Dataset content:
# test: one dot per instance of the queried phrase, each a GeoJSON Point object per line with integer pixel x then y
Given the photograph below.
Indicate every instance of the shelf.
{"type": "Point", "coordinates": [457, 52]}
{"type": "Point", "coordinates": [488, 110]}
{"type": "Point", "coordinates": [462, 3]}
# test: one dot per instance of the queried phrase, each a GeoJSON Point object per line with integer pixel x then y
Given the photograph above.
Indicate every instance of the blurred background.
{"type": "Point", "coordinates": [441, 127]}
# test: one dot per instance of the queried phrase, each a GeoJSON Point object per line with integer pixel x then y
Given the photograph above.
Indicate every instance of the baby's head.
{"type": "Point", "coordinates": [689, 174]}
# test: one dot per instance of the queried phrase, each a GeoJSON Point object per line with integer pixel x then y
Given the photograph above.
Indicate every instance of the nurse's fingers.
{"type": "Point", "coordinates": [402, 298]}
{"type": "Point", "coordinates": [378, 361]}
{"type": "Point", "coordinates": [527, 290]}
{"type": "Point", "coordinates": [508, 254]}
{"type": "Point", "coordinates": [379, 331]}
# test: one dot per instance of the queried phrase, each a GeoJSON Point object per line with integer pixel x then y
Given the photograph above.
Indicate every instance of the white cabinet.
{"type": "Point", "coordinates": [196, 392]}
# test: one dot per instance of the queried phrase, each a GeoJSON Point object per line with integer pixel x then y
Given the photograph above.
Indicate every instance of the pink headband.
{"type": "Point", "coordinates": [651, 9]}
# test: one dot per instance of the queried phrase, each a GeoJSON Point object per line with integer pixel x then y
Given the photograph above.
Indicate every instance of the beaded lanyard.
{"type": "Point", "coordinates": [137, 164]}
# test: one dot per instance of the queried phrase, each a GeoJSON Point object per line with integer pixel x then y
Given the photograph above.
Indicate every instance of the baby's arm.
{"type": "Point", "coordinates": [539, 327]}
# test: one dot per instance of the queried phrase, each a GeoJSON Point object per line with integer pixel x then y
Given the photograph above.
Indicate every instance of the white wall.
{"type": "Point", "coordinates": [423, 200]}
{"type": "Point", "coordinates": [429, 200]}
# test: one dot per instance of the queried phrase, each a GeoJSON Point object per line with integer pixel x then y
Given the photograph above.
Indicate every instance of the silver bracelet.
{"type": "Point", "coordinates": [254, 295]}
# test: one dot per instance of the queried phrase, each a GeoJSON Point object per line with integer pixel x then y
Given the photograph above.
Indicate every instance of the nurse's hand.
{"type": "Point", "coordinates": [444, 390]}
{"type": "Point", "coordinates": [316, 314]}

Task objective:
Your task is to transcribe the listing above in full and exactly.

Answer space:
# test: one dot per instance of the queried phrase, each a GeoJSON Point object per line with integer pixel x then y
Given the photograph below.
Indicate every instance of the shelf.
{"type": "Point", "coordinates": [457, 52]}
{"type": "Point", "coordinates": [488, 110]}
{"type": "Point", "coordinates": [462, 3]}
# test: one dot per instance of the queried phrase, each a GeoJSON Point object per line with integer pixel x then y
Given the photograph above.
Indicate every instance of the blurred background.
{"type": "Point", "coordinates": [441, 127]}
# test: one dot per instance of the queried phrase, each a GeoJSON Point object per line with integer pixel x then y
Given the photograph above.
Indicate every instance of the baby's head.
{"type": "Point", "coordinates": [689, 174]}
# test: one dot per instance of the queried phrase, each a GeoJSON Point object per line with integer pixel x then y
Given the photograph above.
Indicate every instance of the nurse's fingers.
{"type": "Point", "coordinates": [402, 298]}
{"type": "Point", "coordinates": [378, 361]}
{"type": "Point", "coordinates": [527, 290]}
{"type": "Point", "coordinates": [508, 254]}
{"type": "Point", "coordinates": [379, 331]}
# test: one dot per instance of the queried phrase, each a GeoJSON Point object per line with integer pixel x then y
Given the photograph above.
Indicate every instance of the white cabinet.
{"type": "Point", "coordinates": [196, 392]}
# test: one dot per instance of the queried phrase, each a GeoJSON Point object per line with integer pixel x then y
Given the photograph above.
Indicate every instance of the pink headband.
{"type": "Point", "coordinates": [651, 9]}
# test: one dot per instance of the queried phrase, each a GeoJSON Point object per line with integer pixel x then y
Given the photograph above.
Indicate every instance of the beaded lanyard.
{"type": "Point", "coordinates": [137, 164]}
# test: one dot per instance of the queried phrase, each a GeoJSON Point object per line with integer pixel x then y
Given the photograph above.
Indicate every instance of the baby's arm.
{"type": "Point", "coordinates": [539, 327]}
# test: one dot per instance of the queried phrase, each a GeoJSON Point object per line with integer pixel x then y
Given the photograph above.
Indicate every instance of the white wall.
{"type": "Point", "coordinates": [423, 200]}
{"type": "Point", "coordinates": [429, 200]}
# test: one dot per instance of the queried phrase, each a GeoJSON Point object per line with integer pixel x then y
Given the photograph above.
Indicate every instance of the silver bracelet.
{"type": "Point", "coordinates": [254, 295]}
# test: one dot per instance of the queried phrase, each a GeoJSON Point object per line with integer pixel x then y
Given the photograph above.
Indicate every instance of the nurse's hand.
{"type": "Point", "coordinates": [444, 390]}
{"type": "Point", "coordinates": [316, 314]}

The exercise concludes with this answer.